▸ **掲載文**:
>>

個人・団体が制作から流通までを手がける少部数の本“リトルプレス”が全国各地で花盛りです。アートや暮らし、食など編集発行人が夢中になっているテーマを1冊に凝縮。ニッチな個性があふれ、熱心な読者を持つ冊子はめずらしくありません。
東京都荒川区東尾久にある「まんまる〇」は、活版印刷職人の竹村渉さんとデザイナーの若林亜美さんの夫婦が営む工房。名刺やショップカード、招待状、ノベルティなどの注文と並行して“出版部”を立ち上げ、2018年から7冊のリトルプレスを制作・販売しています。
ファンのツボをおさえた作品づくり
企画・編集しているのは、かつて広告やエディトリアルデザインの仕事をしていた若林さん。紙の魅力を活かす提案が得意で、アート作品あるいは紙雑貨としても楽しめる本をつくってきました。
『ももろ ペーパーワールド』(2000円・税抜)の著者であるももろさんは、かわいらしい動物のキャラクターを数多く手がける絵本作家・イラストレーターです。

<<

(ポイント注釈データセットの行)

>>

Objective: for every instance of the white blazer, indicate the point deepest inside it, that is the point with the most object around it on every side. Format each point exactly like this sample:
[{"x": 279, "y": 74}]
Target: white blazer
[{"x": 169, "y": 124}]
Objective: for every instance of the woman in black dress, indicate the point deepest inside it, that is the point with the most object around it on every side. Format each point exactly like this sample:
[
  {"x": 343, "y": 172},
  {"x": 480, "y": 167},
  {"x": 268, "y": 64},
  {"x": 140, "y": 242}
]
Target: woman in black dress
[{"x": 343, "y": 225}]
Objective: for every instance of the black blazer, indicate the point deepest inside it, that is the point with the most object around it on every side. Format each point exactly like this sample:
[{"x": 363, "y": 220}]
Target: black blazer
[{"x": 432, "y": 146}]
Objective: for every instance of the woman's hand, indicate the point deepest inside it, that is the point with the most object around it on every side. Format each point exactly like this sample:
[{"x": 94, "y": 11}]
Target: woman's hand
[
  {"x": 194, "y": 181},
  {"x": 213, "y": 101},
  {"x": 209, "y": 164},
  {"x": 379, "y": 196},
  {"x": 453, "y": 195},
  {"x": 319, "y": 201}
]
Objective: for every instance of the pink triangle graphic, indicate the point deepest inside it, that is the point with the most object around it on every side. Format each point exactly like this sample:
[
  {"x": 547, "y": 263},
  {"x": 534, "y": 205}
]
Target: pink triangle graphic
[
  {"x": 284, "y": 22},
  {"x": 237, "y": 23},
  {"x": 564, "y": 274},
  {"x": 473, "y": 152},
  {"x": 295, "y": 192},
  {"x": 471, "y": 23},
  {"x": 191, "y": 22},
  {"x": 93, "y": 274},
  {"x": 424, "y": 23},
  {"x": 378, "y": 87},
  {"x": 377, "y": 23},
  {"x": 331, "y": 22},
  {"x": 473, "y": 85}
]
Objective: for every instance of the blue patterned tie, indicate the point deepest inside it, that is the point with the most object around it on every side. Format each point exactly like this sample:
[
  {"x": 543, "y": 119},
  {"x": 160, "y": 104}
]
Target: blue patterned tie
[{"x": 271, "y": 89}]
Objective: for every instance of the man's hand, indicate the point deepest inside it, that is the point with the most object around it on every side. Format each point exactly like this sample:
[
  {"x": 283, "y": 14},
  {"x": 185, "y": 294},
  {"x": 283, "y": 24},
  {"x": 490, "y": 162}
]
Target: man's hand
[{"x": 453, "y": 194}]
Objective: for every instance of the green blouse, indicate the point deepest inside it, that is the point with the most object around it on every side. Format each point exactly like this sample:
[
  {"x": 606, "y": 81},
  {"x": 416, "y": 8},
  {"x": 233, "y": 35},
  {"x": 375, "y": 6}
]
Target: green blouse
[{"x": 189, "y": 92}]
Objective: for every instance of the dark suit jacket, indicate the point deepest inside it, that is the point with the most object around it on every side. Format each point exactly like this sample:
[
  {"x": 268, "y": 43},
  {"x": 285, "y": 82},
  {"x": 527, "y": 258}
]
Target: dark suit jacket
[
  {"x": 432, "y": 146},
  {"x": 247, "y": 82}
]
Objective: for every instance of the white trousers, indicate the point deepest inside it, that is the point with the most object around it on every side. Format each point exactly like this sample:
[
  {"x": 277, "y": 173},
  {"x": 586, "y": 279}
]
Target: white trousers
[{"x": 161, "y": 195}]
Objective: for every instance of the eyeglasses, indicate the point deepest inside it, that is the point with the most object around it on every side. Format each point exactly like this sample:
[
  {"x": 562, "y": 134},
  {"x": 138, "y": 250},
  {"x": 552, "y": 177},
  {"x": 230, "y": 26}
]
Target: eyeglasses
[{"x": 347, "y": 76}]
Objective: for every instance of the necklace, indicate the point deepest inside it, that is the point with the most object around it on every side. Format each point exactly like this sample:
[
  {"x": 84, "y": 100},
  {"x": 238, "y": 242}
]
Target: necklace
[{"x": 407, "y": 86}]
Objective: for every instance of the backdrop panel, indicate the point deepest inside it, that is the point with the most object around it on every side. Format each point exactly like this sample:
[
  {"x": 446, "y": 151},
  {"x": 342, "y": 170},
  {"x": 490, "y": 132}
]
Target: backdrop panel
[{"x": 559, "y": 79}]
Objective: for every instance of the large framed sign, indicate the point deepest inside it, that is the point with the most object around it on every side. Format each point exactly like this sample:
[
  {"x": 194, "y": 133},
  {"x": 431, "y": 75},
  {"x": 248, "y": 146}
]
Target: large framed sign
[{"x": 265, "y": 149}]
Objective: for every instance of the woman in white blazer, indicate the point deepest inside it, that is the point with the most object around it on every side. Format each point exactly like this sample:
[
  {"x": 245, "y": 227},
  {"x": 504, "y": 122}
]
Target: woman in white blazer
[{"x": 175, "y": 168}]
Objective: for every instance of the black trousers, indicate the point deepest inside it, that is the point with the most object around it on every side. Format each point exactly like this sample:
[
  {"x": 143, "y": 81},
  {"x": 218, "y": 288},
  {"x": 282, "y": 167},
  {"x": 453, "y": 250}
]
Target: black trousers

<<

▸ **作業内容**:
1) 掲載文の「ファンのツボをおさえた作品づくり」から「作家・イラストレーターです。」までを、「紙雑貨」を「文房具」に入れ替えて書き写してください。
2) 掲載文について、次の問いに答えてください。
(a) 「まんまる〇」はどこにありますか。
(b) 出版部は2018年から何冊のリトルプレスを制作・販売していますか。
(c) 『ももろ ペーパーワールド』の価格はいくらですか。
3) 掲載文のうち「東京都荒川区東尾久にある」で始まる段落を、主な事実を残して短くまとめてください。

▸ **各作業の解答**:
1)
ファンのツボをおさえた作品づくり
企画・編集しているのは、かつて広告やエディトリアルデザインの仕事をしていた若林さん。紙の魅力を活かす提案が得意で、アート作品あるいは文房具としても楽しめる本をつくってきました。
『ももろ ペーパーワールド』(2000円・税抜)の著者であるももろさんは、かわいらしい動物のキャラクターを数多く手がける絵本作家・イラストレーターです。

2)
(a) 東京都荒川区東尾久
(b) 7冊
(c) 2000円(税抜)

3) 東京都荒川区東尾久の「まんまる〇」は、活版印刷職人の竹村渉さんとデザイナーの若林亜美さん夫婦の工房。名刺などの注文と並行して出版部を立ち上げ、2018年から7冊のリトルプレスを制作・販売している。